» THE TASK
In the reading passage about listening to Irish music on the radio, in what year did Bing Crosby's great-grandparents emigrate to the Miramichi?

» READING PASSAGE
— begin —

Mum hurried to get supper early, leaving the dishes to Cliff and me. Then she hurried to the barn to help Dad with the evening milking and the separating. Next they came hurrying into the house to get cleaned up. Dad said they were hurrying so they could relax.

I found out the reason for the relaxing when Gram and Gramp arrived a few minutes before seven-thirty and the radio was tuned to a programme of Irish music. We were told not to make a sound while the adults listened and tapped their toes as Bing Crosby crooned, "When Irish eyes are smiling, Sure it's like a morning spring. In the lilt of Irish laughter, You can hear the angels sing. When Irish hearts are happy, All the world seems bright and gay. . .”

At the end of the half hour, Gramp remarked, “It is too bad the announcer didn’t mention that Bing had ancestors who once lived in New Brunswick.”

Gramp was a man of facts but this statement didn’t seem like the truth to me.

A chapter in "The Uncounted Irish in Canada and the United States", by Margaret E. Fitzgerald and Joseph A. King is titled, “A Music Maker: Bing Crosby’s Irish Roots.” Bing’s great-grandparents Dennis Harrigan and Catherine Driscoll emigrated to the Miramichi in 1831. They had ten children before leaving County Cork, Ireland and were among the lucky few who escaped the hardships of Ireland in that period.

— end —

» ENTRIES SUPPLIED
— begin —

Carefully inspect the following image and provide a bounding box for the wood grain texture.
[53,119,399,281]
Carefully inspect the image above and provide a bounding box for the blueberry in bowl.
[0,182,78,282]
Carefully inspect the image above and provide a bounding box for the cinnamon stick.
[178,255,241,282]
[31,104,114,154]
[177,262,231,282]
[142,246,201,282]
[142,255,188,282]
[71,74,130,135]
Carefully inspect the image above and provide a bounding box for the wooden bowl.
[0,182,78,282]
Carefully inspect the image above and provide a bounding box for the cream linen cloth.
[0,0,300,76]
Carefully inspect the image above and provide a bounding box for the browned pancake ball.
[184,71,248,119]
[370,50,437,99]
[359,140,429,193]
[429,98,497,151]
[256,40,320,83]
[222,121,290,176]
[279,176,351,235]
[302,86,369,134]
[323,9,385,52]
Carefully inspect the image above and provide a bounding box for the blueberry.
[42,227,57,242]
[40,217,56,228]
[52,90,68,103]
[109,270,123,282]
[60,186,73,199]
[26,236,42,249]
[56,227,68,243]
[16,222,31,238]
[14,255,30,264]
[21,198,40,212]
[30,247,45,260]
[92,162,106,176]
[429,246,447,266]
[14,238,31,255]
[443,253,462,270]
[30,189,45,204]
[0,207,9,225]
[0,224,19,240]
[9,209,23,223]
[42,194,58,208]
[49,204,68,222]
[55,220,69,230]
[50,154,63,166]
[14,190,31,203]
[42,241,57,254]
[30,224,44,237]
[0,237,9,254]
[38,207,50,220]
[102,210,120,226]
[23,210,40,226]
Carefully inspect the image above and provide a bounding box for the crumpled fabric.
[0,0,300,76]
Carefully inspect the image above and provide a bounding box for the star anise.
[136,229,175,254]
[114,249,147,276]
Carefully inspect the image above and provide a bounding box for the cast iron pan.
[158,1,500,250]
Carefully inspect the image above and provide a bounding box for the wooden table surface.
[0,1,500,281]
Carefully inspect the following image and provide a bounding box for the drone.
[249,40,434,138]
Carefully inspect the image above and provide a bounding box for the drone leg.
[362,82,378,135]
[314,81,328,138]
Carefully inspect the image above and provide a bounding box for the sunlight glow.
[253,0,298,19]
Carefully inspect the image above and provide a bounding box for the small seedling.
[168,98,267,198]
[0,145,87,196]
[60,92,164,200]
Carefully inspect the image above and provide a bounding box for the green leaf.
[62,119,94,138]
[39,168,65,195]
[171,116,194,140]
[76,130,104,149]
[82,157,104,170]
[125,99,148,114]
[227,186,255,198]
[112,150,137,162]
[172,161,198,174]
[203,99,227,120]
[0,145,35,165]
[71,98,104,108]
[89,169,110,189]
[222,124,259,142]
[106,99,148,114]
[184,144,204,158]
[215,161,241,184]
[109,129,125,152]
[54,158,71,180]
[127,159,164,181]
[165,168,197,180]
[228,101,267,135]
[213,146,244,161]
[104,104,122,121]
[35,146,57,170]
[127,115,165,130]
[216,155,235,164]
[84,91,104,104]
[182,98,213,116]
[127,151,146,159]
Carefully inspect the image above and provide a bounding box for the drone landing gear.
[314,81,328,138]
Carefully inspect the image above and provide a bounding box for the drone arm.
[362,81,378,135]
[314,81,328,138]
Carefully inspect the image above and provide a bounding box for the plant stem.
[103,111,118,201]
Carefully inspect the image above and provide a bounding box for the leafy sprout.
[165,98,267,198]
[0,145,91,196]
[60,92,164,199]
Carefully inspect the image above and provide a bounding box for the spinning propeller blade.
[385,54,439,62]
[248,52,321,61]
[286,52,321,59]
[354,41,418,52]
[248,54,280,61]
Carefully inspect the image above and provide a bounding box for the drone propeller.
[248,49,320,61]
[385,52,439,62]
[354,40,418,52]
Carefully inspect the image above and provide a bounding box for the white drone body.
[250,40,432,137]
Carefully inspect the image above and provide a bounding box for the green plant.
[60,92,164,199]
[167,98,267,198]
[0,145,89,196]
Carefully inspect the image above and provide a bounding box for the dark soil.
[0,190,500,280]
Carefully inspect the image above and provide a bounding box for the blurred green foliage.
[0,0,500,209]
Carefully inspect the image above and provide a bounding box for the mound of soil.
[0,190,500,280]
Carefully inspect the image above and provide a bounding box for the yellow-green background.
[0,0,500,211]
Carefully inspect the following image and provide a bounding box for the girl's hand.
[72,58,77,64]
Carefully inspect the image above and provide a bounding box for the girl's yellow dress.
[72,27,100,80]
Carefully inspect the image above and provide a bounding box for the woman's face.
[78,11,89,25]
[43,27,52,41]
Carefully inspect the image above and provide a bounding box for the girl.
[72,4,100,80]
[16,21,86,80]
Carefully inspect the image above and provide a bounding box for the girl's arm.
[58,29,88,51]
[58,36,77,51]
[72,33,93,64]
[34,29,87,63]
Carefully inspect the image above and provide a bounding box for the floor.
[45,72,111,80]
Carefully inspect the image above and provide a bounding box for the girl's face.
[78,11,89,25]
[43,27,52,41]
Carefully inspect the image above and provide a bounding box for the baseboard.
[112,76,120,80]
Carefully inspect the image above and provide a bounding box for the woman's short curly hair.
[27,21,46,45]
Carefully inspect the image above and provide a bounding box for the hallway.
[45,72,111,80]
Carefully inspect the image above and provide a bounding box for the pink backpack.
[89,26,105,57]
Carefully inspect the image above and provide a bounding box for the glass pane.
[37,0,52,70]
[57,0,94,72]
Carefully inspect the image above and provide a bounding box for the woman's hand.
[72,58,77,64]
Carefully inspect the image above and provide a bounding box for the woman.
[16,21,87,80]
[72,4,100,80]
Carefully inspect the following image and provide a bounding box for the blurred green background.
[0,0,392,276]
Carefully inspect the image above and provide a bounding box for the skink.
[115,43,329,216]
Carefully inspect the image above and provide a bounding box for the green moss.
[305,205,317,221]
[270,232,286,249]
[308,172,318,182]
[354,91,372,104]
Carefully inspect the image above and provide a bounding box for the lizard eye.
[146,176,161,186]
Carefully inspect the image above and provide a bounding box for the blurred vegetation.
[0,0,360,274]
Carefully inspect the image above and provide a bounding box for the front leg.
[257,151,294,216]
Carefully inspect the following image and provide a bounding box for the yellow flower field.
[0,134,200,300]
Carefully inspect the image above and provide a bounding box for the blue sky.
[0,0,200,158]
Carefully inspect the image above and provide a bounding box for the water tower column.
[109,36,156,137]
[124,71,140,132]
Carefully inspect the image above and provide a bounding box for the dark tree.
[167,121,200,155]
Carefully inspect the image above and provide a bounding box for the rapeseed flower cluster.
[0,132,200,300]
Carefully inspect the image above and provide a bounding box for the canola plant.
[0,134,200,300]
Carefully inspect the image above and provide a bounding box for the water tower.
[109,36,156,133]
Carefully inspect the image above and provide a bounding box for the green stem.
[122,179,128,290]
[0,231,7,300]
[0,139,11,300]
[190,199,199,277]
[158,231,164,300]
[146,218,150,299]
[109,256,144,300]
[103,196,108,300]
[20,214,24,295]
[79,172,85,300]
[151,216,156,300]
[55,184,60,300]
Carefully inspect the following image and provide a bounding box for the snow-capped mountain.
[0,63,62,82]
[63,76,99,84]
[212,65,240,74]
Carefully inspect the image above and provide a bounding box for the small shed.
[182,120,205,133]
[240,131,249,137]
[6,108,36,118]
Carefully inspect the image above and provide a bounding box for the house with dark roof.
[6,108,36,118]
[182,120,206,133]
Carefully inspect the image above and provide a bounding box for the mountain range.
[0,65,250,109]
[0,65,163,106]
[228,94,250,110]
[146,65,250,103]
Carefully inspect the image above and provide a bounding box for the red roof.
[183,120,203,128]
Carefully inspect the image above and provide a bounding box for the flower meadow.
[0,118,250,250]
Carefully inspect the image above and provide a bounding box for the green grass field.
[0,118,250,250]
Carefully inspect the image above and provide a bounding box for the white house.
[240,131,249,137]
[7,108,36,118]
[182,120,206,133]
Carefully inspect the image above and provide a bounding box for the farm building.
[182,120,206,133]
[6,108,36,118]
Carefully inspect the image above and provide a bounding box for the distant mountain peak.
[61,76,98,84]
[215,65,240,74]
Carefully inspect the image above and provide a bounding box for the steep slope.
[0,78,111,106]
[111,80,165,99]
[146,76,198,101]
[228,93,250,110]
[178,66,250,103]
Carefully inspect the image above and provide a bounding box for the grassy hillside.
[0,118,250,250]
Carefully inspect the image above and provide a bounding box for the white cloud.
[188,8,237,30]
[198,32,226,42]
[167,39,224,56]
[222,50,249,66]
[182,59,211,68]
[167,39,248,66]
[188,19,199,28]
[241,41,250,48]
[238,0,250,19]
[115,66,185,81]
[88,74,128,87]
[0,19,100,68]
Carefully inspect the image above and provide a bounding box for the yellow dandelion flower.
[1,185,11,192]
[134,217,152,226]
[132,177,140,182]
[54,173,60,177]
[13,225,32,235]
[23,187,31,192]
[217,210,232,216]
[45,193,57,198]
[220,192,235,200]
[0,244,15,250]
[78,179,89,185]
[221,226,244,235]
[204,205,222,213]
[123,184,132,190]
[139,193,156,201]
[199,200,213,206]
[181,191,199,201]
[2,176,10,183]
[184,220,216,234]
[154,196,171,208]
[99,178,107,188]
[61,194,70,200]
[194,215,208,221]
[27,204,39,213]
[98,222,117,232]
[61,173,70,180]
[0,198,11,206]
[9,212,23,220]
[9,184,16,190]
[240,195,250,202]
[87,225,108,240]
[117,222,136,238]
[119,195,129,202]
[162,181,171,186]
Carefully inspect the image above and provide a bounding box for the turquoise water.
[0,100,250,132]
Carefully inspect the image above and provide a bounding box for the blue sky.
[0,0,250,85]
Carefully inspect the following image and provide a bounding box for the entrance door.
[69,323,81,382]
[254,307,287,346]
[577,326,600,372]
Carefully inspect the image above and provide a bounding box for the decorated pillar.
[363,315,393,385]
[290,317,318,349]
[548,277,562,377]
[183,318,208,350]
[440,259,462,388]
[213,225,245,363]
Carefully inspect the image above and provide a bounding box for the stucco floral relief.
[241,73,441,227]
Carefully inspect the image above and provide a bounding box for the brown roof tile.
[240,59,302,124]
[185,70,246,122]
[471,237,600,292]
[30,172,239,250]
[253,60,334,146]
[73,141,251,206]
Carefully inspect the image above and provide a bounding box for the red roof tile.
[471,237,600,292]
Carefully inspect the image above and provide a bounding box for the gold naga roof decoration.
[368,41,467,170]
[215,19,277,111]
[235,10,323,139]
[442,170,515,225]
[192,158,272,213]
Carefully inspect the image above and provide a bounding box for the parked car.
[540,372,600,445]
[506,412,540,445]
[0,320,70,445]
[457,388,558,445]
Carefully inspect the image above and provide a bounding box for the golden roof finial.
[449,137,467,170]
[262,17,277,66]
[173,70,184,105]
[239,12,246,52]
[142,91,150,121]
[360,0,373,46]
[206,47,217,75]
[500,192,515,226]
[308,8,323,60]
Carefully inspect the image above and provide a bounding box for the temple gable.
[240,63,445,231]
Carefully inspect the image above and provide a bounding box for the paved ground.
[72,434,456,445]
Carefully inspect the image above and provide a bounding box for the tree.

— end —

» EXPECTED ANSWER
1831